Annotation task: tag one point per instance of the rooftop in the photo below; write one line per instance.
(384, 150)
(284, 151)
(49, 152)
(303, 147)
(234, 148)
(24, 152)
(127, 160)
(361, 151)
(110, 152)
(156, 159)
------------------------------------
◆ **What is expected**
Everything in the listing is to be restated exactly.

◆ **Result**
Annotation task: tag one point per instance of the rooftop in the photo below; write one line per instance.
(384, 150)
(284, 151)
(49, 152)
(303, 147)
(234, 148)
(24, 152)
(127, 160)
(361, 151)
(110, 152)
(156, 159)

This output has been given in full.